Document excerpt:
1)DAMAGE IN THE PREMISES OF A THIRD PARTY (cont.)

(a)Question: Why should Levi's liability depend on whether or not Shimon had permission?!

(b)Answer: If Shimon had permission, it is as if the damage was in the victim's premises, where Shen is liable. If he had no permission, it is like Shen in a Reshus ha'Rabim, which is exempt.

(c)Answer #2 (to Question 5:a, 47b - Beraisa): If Shimon brought his ox into Reuven's yard without permission and Levi's ox damaged it, he is exempt;

1.If Shimon had permission to bring them in, he is liable.

2.Question: Who is exempt or liable?

i.Suggestion: Reuven is.

(d)Rejection: No, Levi is.

(e)Question: Why should Levi's liability depend on whether Shimon had permission or not?! (Here we discuss Keren, which is liable even in Reshus ha'Rabim!)

(f)Answer: The Beraisa is like R. Tarfon, who says that Keren in the victim's premises pays full damage. If Shimon had permission, it is as if the damage to be in the victim's premises; without permission, it is like Keren in a Reshus ha'Rabim, which pays half-damage. ('Exempt' in the Beraisa means 'from paying full damage.')

Problem to work on: Copy out word for word the part of the text on damage in a third party's premises that starts with the words containing "1)DAMAGE IN THE" and ends with "which is exempt.". The listing that comes after has nothing to do with the text on damage in a third party's premises.

Data entries:
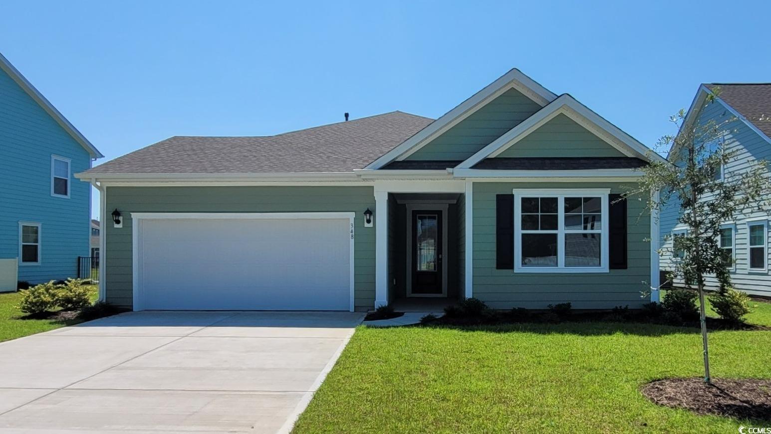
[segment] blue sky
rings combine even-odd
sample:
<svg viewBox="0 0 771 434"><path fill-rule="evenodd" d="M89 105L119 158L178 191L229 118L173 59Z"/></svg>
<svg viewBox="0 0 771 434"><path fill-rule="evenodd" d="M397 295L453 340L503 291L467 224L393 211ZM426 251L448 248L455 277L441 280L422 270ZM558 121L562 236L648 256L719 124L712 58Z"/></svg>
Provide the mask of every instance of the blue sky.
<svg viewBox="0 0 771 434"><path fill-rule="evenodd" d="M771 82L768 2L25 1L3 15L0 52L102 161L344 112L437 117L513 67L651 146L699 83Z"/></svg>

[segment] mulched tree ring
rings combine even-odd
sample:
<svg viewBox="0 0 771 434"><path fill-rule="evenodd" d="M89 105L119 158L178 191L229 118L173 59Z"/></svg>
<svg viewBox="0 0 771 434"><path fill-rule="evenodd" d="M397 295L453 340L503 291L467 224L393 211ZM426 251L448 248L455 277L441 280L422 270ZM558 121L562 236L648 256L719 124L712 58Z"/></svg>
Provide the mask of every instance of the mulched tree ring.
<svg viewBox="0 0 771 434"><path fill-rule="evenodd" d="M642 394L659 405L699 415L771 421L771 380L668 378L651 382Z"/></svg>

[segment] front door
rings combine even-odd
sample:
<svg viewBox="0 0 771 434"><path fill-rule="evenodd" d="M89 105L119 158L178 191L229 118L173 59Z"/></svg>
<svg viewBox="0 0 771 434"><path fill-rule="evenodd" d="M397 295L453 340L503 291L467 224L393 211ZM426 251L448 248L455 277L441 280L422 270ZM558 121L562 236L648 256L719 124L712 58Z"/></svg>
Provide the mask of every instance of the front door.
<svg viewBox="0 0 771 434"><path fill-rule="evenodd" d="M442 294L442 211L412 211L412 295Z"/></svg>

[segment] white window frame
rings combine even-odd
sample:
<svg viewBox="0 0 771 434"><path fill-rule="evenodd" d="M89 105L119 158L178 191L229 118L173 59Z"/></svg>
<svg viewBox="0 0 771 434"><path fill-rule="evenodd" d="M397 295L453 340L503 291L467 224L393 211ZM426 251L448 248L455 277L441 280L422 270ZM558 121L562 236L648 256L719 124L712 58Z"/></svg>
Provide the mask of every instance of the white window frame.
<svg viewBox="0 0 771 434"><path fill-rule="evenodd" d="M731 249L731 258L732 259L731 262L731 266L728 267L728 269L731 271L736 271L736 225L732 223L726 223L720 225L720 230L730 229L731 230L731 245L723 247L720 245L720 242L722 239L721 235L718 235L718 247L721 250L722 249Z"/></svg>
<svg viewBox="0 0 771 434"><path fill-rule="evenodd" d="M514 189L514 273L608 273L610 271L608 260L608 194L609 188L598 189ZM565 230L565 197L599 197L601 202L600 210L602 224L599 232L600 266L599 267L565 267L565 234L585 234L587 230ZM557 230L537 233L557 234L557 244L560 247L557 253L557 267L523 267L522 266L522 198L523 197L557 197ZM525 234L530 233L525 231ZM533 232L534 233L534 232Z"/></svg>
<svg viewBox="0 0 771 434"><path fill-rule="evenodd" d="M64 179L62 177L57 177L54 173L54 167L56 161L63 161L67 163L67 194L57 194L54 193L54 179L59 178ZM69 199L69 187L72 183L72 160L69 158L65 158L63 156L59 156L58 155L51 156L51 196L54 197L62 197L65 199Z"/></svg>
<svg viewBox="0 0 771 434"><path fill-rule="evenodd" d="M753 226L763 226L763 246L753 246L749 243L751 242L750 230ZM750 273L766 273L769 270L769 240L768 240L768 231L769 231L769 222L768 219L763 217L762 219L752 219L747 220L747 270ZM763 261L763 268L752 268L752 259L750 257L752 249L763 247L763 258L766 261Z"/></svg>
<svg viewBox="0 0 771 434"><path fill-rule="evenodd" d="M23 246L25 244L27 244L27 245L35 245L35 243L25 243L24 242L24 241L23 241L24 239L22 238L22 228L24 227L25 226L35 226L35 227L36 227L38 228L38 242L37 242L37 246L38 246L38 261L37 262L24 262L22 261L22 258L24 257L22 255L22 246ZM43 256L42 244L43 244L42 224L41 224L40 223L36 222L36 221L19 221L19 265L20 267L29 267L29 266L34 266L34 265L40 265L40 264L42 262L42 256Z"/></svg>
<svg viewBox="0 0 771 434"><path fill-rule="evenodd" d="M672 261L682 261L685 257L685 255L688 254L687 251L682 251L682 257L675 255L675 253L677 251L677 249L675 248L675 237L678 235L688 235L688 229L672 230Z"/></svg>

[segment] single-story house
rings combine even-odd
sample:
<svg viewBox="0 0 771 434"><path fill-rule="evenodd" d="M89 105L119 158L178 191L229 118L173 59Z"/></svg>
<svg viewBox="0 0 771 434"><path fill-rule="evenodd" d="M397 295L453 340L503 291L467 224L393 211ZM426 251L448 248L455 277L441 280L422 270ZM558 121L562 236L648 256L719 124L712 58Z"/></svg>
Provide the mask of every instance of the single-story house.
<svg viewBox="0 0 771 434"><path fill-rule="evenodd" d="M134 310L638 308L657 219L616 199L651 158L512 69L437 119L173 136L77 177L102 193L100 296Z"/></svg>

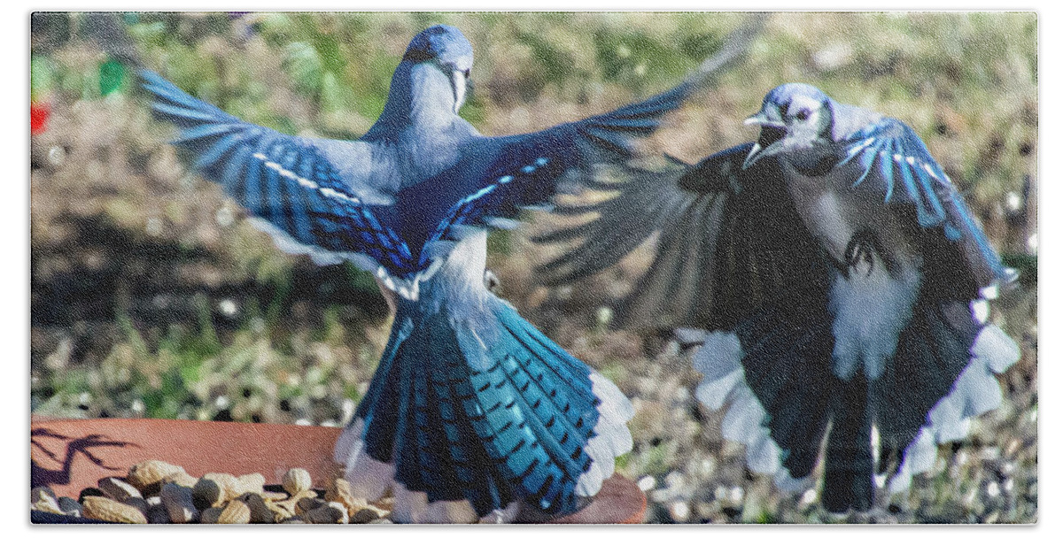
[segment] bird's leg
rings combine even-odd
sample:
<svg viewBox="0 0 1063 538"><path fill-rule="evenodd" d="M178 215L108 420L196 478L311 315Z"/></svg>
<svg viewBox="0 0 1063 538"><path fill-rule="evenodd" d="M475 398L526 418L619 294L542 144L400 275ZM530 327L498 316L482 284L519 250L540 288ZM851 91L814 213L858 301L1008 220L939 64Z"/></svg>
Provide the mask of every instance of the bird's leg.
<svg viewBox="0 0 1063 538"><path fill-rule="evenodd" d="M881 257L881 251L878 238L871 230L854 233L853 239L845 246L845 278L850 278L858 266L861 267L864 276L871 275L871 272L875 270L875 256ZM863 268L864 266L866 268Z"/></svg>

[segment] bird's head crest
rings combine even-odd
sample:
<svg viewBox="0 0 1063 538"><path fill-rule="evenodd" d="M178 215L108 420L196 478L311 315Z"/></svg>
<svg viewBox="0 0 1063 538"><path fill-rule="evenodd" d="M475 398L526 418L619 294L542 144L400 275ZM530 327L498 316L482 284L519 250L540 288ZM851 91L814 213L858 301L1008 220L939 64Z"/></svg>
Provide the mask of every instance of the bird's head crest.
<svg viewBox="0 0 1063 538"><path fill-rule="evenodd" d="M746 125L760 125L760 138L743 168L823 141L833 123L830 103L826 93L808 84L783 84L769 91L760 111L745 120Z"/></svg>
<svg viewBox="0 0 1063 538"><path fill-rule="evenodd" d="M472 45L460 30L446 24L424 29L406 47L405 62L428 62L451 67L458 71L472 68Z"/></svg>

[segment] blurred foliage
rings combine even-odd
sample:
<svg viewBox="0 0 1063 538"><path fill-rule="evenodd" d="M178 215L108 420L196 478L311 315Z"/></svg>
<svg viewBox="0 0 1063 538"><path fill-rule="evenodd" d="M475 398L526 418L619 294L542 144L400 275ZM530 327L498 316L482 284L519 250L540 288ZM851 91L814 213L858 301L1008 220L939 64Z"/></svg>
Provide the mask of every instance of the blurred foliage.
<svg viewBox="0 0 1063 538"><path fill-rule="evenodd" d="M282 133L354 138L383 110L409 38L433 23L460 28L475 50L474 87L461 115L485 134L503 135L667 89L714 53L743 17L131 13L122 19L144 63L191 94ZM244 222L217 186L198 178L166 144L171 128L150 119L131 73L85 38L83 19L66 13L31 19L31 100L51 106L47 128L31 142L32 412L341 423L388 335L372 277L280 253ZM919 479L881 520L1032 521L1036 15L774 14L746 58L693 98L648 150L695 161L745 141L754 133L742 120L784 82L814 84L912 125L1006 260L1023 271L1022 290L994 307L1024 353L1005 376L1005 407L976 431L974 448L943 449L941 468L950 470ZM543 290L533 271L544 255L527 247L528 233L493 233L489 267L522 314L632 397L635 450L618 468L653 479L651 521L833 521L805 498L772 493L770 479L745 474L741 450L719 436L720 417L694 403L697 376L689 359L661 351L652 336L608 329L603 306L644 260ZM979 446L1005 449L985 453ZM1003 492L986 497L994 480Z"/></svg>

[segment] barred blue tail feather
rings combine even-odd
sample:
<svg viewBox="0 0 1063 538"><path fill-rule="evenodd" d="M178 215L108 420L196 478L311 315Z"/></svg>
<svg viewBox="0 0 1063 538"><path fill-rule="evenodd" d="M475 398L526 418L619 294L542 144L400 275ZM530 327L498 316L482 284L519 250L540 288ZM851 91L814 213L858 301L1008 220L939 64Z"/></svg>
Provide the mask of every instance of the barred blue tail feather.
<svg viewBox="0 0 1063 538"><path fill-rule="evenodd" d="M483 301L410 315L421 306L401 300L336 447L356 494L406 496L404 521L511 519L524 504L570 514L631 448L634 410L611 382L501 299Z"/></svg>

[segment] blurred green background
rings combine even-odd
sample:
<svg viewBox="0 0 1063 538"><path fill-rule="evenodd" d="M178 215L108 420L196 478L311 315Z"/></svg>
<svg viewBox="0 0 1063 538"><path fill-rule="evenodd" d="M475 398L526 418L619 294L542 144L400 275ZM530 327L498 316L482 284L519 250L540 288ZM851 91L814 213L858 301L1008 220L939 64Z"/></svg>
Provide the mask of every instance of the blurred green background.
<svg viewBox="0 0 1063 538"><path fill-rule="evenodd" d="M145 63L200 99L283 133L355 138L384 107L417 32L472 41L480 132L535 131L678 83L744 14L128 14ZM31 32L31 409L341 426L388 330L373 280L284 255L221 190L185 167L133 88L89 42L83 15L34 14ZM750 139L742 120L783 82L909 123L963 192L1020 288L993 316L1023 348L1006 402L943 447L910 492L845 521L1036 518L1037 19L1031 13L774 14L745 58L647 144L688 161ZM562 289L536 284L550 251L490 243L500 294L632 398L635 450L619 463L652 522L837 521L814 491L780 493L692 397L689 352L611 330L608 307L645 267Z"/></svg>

Worked answer:
1)DAMAGE IN THE PREMISES OF A THIRD PARTY (cont.)

(a)Question: Why should Levi's liability depend on whether or not Shimon had permission?!

(b)Answer: If Shimon had permission, it is as if the damage was in the victim's premises, where Shen is liable. If he had no permission, it is like Shen in a Reshus ha'Rabim, which is exempt.